### [Instructions to follow]
Copy the lines in the entries below, starting at the line containing "spot the green field in the photo above" and ending at the last line of the entries, requests included. Scale every x, y coordinate in the answers by 0.2 and round each result to a whole number, rounding halves up.

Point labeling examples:
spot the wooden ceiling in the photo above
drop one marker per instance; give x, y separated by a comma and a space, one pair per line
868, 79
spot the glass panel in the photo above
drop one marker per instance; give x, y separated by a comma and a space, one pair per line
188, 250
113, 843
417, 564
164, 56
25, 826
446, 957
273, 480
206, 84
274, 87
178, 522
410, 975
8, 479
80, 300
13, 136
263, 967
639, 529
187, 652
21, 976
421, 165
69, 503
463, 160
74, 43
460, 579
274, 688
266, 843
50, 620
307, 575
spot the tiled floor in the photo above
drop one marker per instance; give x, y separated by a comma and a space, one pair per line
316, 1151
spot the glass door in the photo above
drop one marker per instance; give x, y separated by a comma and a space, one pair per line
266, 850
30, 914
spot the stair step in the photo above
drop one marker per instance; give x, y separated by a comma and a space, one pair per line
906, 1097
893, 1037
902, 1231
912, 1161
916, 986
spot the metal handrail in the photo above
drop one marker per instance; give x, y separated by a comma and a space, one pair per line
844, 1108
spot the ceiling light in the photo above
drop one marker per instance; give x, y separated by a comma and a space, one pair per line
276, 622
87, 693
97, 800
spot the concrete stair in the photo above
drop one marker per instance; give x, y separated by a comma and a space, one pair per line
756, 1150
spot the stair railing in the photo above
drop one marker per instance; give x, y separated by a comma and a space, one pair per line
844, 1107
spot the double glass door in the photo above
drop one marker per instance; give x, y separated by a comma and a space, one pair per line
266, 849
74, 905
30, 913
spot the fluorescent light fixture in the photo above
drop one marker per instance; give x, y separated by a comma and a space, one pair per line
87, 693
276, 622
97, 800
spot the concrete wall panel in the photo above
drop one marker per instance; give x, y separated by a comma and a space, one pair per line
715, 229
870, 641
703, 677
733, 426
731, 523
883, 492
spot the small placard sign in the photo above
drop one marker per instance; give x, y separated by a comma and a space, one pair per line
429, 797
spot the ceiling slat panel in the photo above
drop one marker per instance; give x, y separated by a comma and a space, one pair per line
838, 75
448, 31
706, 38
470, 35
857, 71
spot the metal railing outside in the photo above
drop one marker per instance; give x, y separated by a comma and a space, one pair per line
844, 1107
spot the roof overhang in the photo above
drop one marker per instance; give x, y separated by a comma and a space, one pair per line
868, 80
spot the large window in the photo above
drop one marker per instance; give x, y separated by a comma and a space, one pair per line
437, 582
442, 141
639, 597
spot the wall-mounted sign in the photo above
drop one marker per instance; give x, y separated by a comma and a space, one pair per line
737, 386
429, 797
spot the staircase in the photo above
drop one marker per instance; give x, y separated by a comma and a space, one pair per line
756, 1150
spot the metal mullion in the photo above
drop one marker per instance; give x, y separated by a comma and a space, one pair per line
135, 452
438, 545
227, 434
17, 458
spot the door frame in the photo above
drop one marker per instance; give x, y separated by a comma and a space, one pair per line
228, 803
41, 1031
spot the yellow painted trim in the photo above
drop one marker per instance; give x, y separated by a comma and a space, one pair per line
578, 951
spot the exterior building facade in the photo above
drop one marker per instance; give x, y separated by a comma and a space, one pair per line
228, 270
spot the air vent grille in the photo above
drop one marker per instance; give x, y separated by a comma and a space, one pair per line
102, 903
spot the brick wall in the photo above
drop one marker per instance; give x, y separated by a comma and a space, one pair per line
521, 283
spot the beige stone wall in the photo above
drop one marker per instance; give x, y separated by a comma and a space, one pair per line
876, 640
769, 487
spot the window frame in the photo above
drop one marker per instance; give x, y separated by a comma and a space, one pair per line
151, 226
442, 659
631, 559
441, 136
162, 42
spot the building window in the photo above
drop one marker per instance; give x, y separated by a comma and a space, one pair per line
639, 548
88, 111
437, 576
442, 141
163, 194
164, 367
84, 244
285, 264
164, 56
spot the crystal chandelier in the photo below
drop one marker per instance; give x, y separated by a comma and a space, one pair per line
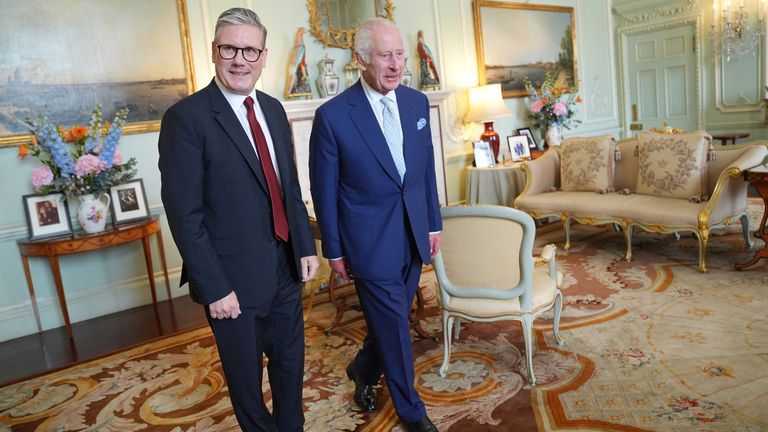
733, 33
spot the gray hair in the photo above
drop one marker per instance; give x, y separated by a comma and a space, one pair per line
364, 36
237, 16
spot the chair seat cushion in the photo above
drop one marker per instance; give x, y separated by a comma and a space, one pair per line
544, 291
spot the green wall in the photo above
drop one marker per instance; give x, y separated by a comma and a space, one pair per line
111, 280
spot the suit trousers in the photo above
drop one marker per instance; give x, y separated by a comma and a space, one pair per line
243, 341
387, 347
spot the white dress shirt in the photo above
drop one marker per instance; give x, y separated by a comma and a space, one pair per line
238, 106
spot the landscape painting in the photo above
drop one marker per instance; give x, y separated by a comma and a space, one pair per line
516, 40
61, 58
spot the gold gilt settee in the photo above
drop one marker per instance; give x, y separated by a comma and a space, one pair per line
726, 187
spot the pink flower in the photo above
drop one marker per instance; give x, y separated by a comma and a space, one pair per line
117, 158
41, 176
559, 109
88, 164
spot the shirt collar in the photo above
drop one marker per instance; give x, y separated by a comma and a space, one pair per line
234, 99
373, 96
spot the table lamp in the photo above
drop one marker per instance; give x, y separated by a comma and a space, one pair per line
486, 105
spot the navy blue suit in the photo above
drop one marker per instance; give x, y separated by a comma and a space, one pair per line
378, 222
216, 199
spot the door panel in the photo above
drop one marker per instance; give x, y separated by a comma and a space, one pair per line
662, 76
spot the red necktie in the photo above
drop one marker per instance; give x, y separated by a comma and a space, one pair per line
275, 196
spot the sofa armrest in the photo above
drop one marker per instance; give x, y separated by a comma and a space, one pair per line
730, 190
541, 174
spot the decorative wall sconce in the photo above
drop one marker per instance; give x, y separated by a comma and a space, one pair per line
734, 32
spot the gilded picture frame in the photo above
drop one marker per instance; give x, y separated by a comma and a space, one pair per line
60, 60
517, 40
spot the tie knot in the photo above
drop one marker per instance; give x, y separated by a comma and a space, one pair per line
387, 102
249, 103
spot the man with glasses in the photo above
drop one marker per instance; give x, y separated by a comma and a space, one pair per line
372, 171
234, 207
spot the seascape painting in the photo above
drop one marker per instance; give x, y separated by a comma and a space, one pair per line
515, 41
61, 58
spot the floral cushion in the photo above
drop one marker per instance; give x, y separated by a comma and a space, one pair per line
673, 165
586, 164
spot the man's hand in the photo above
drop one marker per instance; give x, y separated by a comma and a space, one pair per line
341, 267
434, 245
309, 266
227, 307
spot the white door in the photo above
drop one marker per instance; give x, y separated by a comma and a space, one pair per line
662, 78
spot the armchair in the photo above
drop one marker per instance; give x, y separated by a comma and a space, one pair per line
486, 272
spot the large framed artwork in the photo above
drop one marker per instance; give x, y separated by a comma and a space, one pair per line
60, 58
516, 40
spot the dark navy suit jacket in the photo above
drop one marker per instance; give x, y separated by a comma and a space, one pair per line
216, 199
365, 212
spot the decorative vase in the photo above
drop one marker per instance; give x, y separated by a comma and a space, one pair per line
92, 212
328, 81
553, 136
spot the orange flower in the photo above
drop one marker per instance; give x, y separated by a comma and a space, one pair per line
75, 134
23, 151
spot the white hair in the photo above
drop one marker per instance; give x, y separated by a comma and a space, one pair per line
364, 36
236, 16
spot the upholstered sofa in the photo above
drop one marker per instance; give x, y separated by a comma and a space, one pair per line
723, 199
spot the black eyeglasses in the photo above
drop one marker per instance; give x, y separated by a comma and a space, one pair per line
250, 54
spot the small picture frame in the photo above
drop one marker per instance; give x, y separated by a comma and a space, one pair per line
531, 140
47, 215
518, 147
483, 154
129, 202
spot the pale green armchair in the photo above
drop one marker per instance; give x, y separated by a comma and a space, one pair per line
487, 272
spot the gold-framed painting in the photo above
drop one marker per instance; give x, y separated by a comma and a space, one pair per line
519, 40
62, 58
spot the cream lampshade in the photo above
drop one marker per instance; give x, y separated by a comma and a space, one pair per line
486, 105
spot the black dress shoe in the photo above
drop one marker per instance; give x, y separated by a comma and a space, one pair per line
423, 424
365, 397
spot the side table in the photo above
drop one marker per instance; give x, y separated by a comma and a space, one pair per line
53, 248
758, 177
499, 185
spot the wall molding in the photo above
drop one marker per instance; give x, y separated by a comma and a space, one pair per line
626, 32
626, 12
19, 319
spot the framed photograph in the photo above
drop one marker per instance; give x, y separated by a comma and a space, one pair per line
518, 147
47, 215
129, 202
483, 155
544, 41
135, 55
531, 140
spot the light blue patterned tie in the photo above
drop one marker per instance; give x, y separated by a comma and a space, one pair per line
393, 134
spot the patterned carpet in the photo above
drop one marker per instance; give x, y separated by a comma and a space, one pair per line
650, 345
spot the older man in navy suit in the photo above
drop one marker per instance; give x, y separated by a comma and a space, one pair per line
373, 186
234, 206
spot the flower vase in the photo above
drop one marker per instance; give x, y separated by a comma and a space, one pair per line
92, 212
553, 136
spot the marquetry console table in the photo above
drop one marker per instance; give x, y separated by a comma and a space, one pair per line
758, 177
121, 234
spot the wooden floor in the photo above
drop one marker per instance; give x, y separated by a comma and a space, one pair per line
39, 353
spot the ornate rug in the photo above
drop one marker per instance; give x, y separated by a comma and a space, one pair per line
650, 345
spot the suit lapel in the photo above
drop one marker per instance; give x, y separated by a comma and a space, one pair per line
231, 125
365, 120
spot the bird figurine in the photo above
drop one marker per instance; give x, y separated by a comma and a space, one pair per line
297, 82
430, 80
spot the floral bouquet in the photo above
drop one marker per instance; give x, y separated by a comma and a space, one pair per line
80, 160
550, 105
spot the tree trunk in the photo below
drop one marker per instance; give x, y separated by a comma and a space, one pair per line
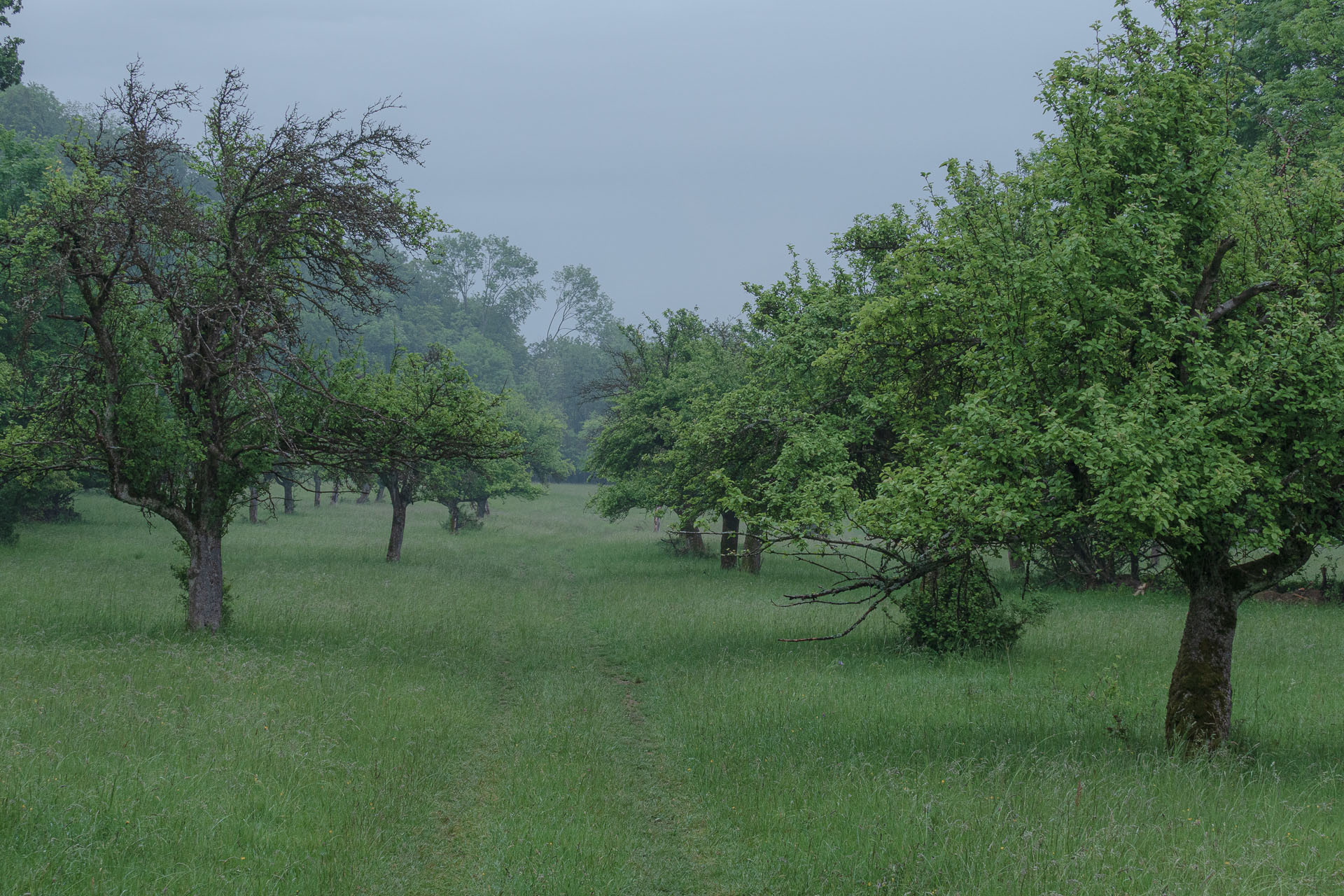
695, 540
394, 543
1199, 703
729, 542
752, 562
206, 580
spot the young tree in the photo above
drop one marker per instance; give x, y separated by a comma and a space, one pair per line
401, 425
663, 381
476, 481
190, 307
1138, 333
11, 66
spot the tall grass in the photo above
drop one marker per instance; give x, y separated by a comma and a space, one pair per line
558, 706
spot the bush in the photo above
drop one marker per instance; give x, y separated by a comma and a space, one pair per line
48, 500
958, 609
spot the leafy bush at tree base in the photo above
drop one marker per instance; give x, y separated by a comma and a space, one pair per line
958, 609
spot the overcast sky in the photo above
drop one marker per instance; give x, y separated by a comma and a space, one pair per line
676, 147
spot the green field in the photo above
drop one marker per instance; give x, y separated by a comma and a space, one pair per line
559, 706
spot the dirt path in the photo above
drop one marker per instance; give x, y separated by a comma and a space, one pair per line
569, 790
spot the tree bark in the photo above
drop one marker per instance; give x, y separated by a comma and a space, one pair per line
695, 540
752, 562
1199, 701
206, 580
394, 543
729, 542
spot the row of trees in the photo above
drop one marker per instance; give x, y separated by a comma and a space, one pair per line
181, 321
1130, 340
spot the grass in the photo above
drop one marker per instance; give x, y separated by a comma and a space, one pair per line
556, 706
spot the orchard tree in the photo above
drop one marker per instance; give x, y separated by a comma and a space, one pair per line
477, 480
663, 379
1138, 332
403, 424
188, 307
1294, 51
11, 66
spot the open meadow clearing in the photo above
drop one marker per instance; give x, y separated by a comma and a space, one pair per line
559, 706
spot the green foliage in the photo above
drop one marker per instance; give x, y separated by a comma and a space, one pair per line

### [Answer to the exercise]
spot the green field in the photo above
drop one marker per instance; give x, y separated by a comma and a space, one pair per line
112, 141
spot the dirt path in the photo above
drop one marker per instance; give x, y separated by a comma and a space, one pair per line
114, 158
spot the tree bark in the photo above
drop one marker per instance; give x, y separated by a comma and a space, one pair per line
139, 108
150, 112
240, 140
41, 116
79, 109
146, 108
spot the row of trees in the photo above
drop one marker per instance; give x, y separated by a comma and a space, one pair per line
36, 64
226, 68
spot the grass in the photo above
drop one marker per instance; give x, y separated by a comma and a space, one pair per line
111, 141
spot the orchard tree in the photo above
drop one marker per instance; give x, y separated by a comma and a space, one pair per line
95, 96
133, 76
228, 66
81, 85
38, 61
259, 10
2, 13
spot the open meadow clearing in the photo above
drop one marker per instance; give x, y separated by a comma and a space, one pair per line
112, 141
spot the green foliage in the photo above
drop one marker per instance; give x, y separated by a comma and a space, one pair per line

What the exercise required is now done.